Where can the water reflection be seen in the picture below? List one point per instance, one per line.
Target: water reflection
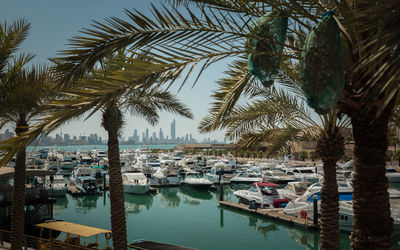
(60, 204)
(135, 203)
(194, 197)
(169, 196)
(262, 226)
(85, 203)
(307, 239)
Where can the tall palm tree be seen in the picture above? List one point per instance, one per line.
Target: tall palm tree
(109, 90)
(218, 30)
(22, 92)
(139, 103)
(21, 100)
(280, 117)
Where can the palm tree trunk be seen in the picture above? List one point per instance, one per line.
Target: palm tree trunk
(18, 202)
(331, 149)
(112, 122)
(373, 226)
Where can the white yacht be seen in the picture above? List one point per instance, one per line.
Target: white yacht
(55, 185)
(193, 179)
(304, 174)
(305, 201)
(80, 171)
(246, 178)
(393, 175)
(293, 190)
(86, 185)
(277, 176)
(135, 183)
(263, 194)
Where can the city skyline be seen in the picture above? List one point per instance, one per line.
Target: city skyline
(49, 34)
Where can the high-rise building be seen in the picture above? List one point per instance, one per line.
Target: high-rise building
(161, 135)
(67, 137)
(173, 127)
(154, 136)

########

The stretch of entries above that starts with the line containing "Target: tall palm tree" and goes on through the line containing "Where can the city" is to be transcribed exactly, and no other line is to be transcribed.

Solution to this problem:
Target: tall palm tree
(109, 90)
(218, 30)
(22, 92)
(139, 103)
(21, 100)
(280, 117)
Where can the palm tree trunk be seen in the picture above? List one point per instance, one per line.
Target: palm tree trunk
(18, 202)
(331, 149)
(112, 122)
(373, 226)
Where can the white yacht be seen in the picture above? List one point per instance, one per line.
Target: white yacht
(55, 185)
(193, 179)
(304, 174)
(305, 201)
(80, 171)
(246, 178)
(393, 175)
(293, 190)
(86, 185)
(277, 176)
(135, 183)
(263, 194)
Where can the city skyline be seen in the picture above? List one point per instance, one per line.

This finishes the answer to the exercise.